● **DESCRIPTION OF THE TASK**
Nothing in the entries may change when you repeat them, and no images may appear.

● **INPUT**

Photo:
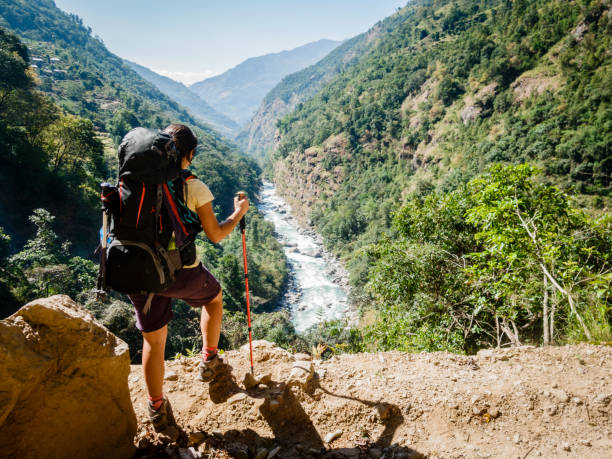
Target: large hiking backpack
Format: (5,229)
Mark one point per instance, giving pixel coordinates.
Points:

● **TASK SOLUTION**
Photo:
Target: large hiking backpack
Format: (5,229)
Mark one point per instance, giving pixel coordinates.
Points:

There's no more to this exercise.